◆ Exercise directions ◆
Will you transcribe all the entries word for word, skipping the pictures they hold?

◆ The records ◆
####
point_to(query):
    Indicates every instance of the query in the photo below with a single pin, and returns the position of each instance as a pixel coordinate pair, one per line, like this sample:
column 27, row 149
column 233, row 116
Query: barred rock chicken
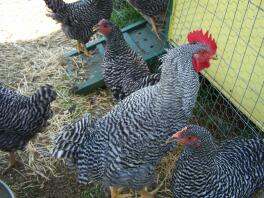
column 122, row 148
column 155, row 9
column 234, row 168
column 22, row 117
column 78, row 18
column 124, row 71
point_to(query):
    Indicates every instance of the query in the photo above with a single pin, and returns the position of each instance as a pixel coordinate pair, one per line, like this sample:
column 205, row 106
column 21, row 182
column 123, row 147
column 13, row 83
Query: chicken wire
column 231, row 98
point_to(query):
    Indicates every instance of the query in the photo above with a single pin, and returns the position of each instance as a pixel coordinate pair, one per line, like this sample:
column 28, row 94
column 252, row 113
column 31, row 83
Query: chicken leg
column 12, row 162
column 82, row 48
column 154, row 27
column 145, row 194
column 115, row 193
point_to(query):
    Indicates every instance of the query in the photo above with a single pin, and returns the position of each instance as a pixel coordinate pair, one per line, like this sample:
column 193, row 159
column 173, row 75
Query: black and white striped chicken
column 234, row 168
column 22, row 117
column 122, row 148
column 124, row 70
column 78, row 18
column 155, row 9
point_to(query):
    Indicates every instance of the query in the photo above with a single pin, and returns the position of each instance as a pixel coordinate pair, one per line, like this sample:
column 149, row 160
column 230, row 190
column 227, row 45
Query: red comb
column 197, row 36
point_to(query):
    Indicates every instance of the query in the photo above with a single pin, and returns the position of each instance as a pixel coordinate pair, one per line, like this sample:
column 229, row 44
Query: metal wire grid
column 214, row 107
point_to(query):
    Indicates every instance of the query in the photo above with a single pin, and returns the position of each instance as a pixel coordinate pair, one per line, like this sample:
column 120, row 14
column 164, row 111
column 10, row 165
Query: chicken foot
column 82, row 48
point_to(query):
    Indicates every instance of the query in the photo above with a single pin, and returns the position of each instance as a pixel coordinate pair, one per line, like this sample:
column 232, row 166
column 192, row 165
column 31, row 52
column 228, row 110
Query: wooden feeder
column 139, row 37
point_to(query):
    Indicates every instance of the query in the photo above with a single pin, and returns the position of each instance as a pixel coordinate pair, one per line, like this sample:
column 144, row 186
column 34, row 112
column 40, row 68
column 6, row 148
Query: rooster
column 122, row 148
column 234, row 168
column 78, row 18
column 155, row 9
column 124, row 71
column 22, row 117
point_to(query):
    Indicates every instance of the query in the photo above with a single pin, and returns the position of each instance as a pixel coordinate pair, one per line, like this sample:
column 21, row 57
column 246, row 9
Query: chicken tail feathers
column 55, row 5
column 71, row 138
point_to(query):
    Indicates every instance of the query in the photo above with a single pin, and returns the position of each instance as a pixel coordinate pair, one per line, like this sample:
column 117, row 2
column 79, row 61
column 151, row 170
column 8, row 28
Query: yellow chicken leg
column 115, row 193
column 145, row 194
column 12, row 162
column 154, row 27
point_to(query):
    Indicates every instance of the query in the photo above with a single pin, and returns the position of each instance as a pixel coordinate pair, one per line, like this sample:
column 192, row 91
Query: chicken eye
column 189, row 137
column 196, row 55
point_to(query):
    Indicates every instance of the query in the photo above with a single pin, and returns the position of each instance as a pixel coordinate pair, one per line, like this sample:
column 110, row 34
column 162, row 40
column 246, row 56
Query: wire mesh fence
column 231, row 98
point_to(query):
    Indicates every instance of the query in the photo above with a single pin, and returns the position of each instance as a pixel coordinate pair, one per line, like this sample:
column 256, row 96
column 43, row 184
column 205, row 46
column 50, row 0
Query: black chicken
column 78, row 18
column 22, row 117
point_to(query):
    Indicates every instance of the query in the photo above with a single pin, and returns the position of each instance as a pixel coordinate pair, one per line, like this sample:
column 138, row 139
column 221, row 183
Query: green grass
column 124, row 14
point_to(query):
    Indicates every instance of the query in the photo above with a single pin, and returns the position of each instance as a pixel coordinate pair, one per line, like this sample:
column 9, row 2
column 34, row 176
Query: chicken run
column 172, row 99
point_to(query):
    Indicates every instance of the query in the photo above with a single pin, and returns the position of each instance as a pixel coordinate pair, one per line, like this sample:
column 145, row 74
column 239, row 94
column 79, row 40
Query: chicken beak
column 215, row 57
column 96, row 28
column 171, row 139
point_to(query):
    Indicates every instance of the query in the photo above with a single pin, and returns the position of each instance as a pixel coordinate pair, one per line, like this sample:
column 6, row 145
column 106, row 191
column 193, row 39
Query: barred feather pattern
column 22, row 117
column 234, row 168
column 79, row 18
column 124, row 70
column 150, row 8
column 129, row 141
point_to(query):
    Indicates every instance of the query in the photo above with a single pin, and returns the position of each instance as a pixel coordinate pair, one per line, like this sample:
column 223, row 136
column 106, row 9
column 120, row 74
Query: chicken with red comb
column 123, row 147
column 201, row 59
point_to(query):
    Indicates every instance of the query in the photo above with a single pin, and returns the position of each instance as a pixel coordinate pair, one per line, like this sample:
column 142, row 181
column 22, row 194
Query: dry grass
column 26, row 65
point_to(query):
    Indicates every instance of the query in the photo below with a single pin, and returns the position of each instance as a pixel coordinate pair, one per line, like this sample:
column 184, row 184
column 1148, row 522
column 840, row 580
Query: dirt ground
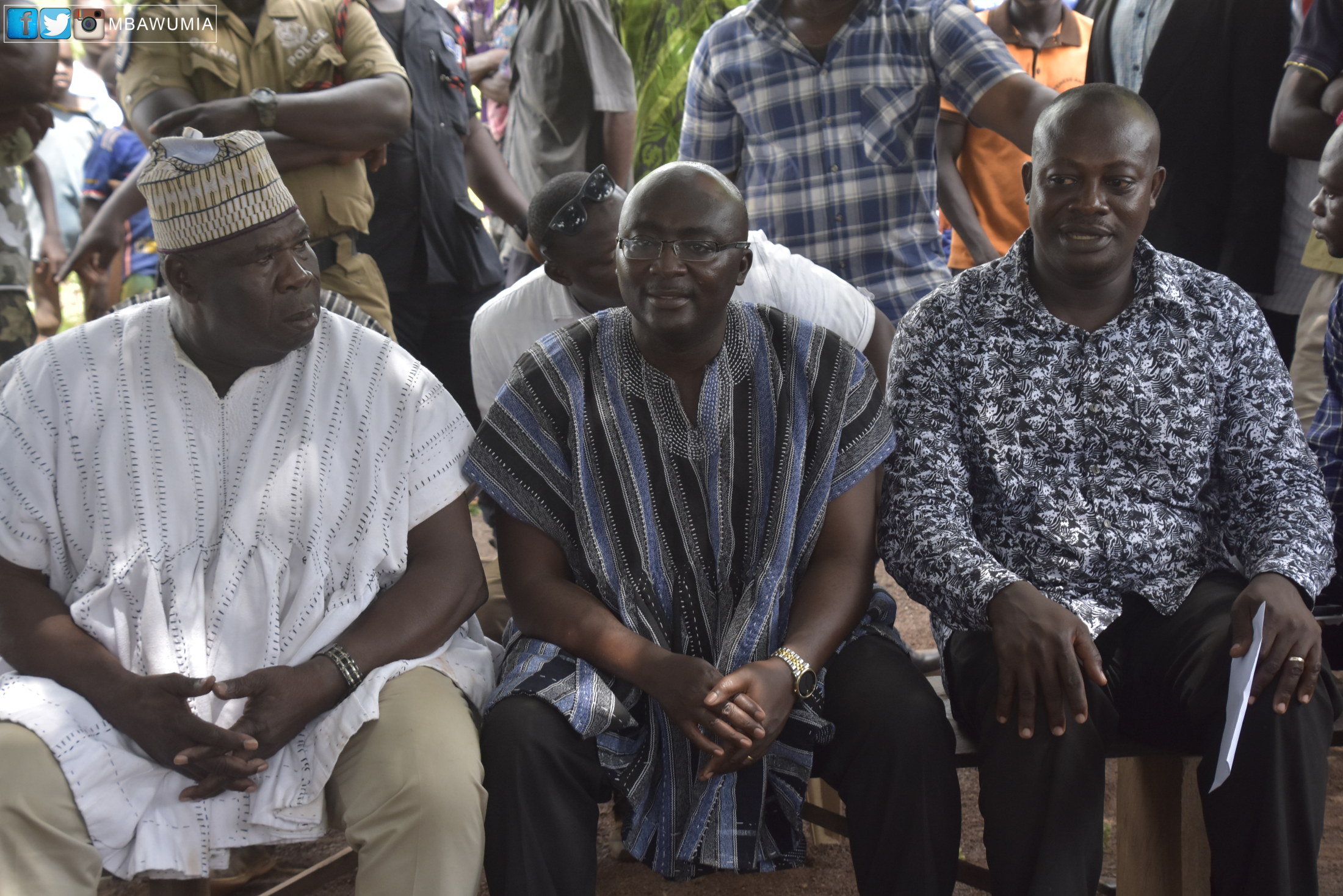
####
◆ Output ◆
point_to(query):
    Indicates every instance of the query in the photo below with a single pin, and returns the position of each instance as a pixel coordinate pair, one per line, like this sample:
column 27, row 149
column 233, row 116
Query: barred rock chicken
column 122, row 148
column 155, row 9
column 234, row 168
column 22, row 117
column 78, row 18
column 124, row 71
point_to(query):
    Indicates every instance of the query in the photo above with a single pin, and returns the position of each instance as a pixel coordinate pair, one per line, like this sample:
column 205, row 106
column 21, row 182
column 123, row 147
column 13, row 83
Query: chicken wire
column 231, row 98
point_to(query):
    Indicates every instance of the query in the photo above with a single pin, and returns the position of each instance as a pixel coordinate pair, one per line, like this sample:
column 28, row 94
column 252, row 113
column 31, row 83
Query: chicken leg
column 12, row 162
column 82, row 48
column 154, row 27
column 145, row 194
column 115, row 193
point_to(query):
    Indicates every instance of the query in the photo above with a single pin, and returns the position of each instance as a pixel coordinate pair, one per line, like this sample:
column 193, row 159
column 173, row 75
Query: black and white striped chicken
column 234, row 168
column 22, row 117
column 122, row 148
column 124, row 70
column 78, row 18
column 155, row 9
point_to(query):
    Indicates every instance of the query in the photo above with a single pin, and returns the position of each instance as a pixel coordinate pair, one per line, like this sample:
column 149, row 160
column 230, row 190
column 227, row 45
Query: red comb
column 197, row 36
point_to(query):
    Indicates every instance of the query in the photo above with a single pin, and returns the position of each instance as a pixel coordinate pair, one per line, like this sample:
column 229, row 44
Query: metal wire grid
column 214, row 107
point_to(query):
    Indicates every instance of the query in the photo above with a single pin, and returns the position of each instance as a pixel coordinate pair, one per line, like this sample:
column 120, row 14
column 164, row 111
column 10, row 165
Query: chicken foot
column 82, row 48
point_to(query):
    Indicates every instance of the query in the photo above with a single pin, and returns the position of each instance as a pixel coordinate pair, one per line, like this sample:
column 232, row 166
column 192, row 165
column 31, row 52
column 228, row 110
Query: wooden feeder
column 139, row 37
point_to(query):
    Indicates every instance of the query in the photo above with a single pin, and returns the position of each instance as a pixel coordinate pair, one per line, like this sample:
column 144, row 186
column 34, row 112
column 40, row 68
column 6, row 148
Query: rooster
column 122, row 148
column 234, row 168
column 78, row 18
column 155, row 9
column 124, row 71
column 22, row 117
point_to(query):
    Indicates every instance of the query in the photo above with a single pin, and returns the position of each instance as a pixel coordinate pair, one per line, like this sample:
column 21, row 57
column 246, row 9
Query: chicken tail feathers
column 55, row 5
column 71, row 138
point_to(query):
    Indicates every instance of the query in the photo above with a single pin, and returns the position of each instance as a pixel coordinate pair, one per line, like this sample:
column 117, row 2
column 79, row 61
column 151, row 170
column 8, row 28
Query: yellow chicken leg
column 115, row 193
column 145, row 194
column 12, row 162
column 154, row 27
point_to(query):
    Indicates every instance of the query in the photo above with a single pin, and returns the position of each instance as a pixel coordinate pair, one per line, like this sample:
column 192, row 91
Query: chicken eye
column 189, row 137
column 196, row 55
point_to(query):
    Indicates every instance of the query in the photo above with a single pin, and returns the position of each instance as a pixel coordinate pair, one per line, like this sample:
column 110, row 34
column 162, row 40
column 246, row 56
Query: wire mesh fence
column 231, row 98
point_to(query):
    Indicates every instance of the query in the photo above with a single pin, and returns the position of each instance as a pixel coordinate pair, one per line, like this sample:
column 256, row 96
column 43, row 184
column 205, row 46
column 50, row 0
Query: black chicken
column 78, row 18
column 22, row 117
point_to(query):
    Indicates every instance of the query in the photo above with a single pin, and returns the position of each instance as a pixel coordinate pair, one per line, like this sample:
column 138, row 139
column 221, row 183
Query: green grass
column 124, row 14
point_to(query):
    Indicates every instance of the query in the photo above with a single pin, and returns the position of each instance as a pixel coordinate pair, one per line, like this sample:
column 9, row 2
column 34, row 176
Query: chicken run
column 172, row 99
point_to(query):
    Indicates every instance of the query in the photo above with a single pin, and returns the position of each instance as a pixel coordinate pair, one per line, like this sample:
column 145, row 74
column 239, row 94
column 79, row 40
Query: chicken beak
column 215, row 57
column 96, row 28
column 171, row 139
point_to(query):
    Indicates every instance of the query in the photo above with a single pin, and returns the position of each instance as a pixel coordinate pair, one per line, like this sample:
column 6, row 145
column 106, row 191
column 193, row 39
Query: barred feather pattern
column 22, row 117
column 234, row 168
column 79, row 18
column 124, row 70
column 150, row 8
column 129, row 141
point_to(query):
    Indicates every instance of the query in the photo above with a single pin, and returns the position of each instance as a pixel coordinate pair, one per line, like this sample:
column 223, row 136
column 106, row 9
column 120, row 74
Query: chicken with red comb
column 123, row 147
column 201, row 59
point_to(query):
    Indicates every instance of the query in the photo above with a single pin, and returns the position of each instance as a pixel coordinate pair, one per line, like this sample:
column 142, row 181
column 22, row 194
Query: dry grass
column 26, row 65
point_to(query):
    Indicates every instance of the query in the photo below with a single pin, and returns the position of each instance as a pixel coordinate pair, one per line, like this sample:
column 184, row 184
column 1148, row 522
column 840, row 580
Query: dirt ground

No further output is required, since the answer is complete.